Goal
Can you copy the rows below word for word, leaving out the pictures?

+ + + +

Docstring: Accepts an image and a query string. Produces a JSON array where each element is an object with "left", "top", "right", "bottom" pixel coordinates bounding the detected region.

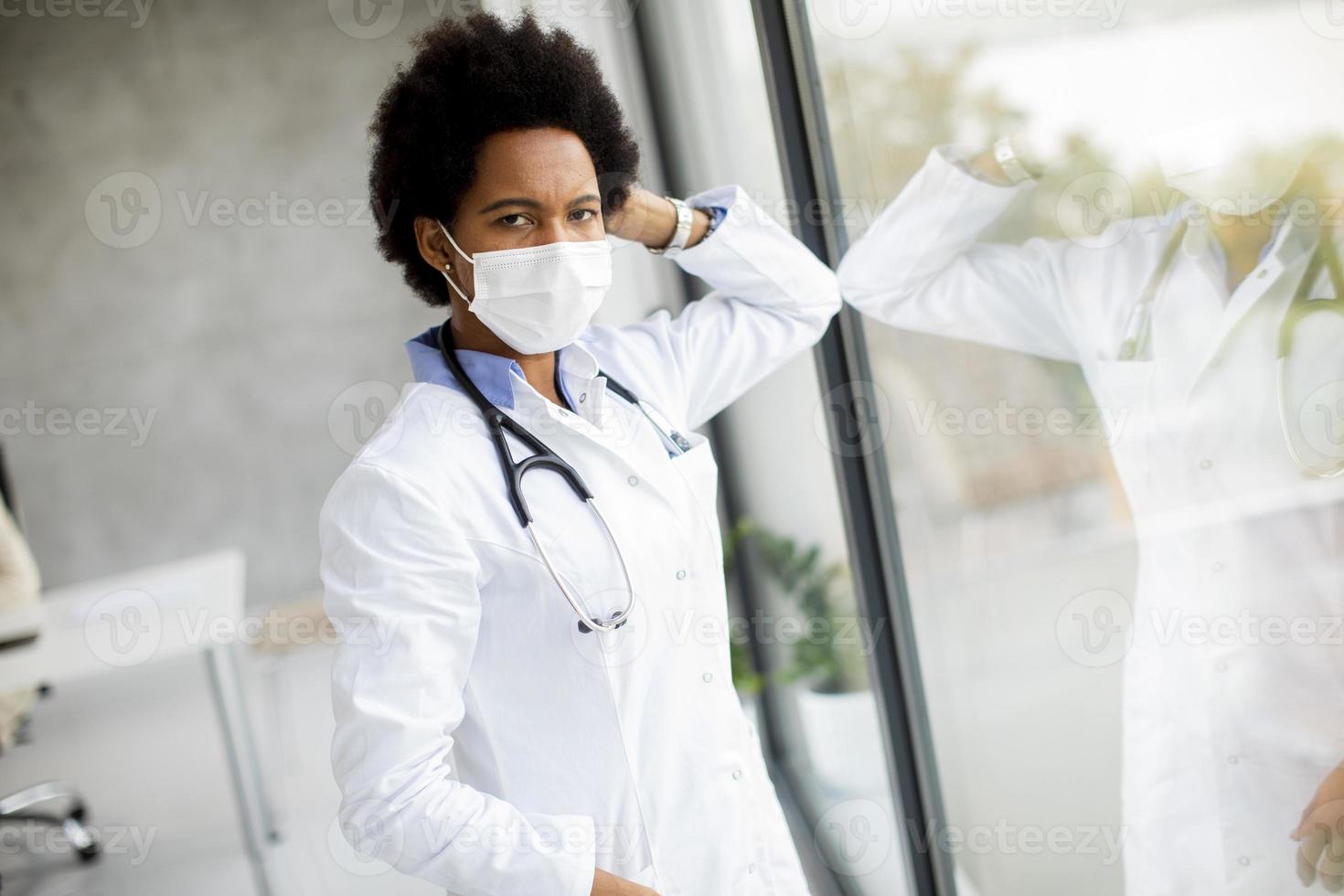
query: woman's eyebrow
[
  {"left": 477, "top": 194, "right": 603, "bottom": 215},
  {"left": 477, "top": 197, "right": 541, "bottom": 215}
]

+ + + +

Solution for this exercise
Docstring: Accepts an image and a query string. Produces a JSON array where each element is an object with "left", "top", "right", "bottom" pixel coordinates bounding the detected region.

query: woman's eyebrow
[
  {"left": 477, "top": 194, "right": 603, "bottom": 215},
  {"left": 477, "top": 197, "right": 541, "bottom": 215}
]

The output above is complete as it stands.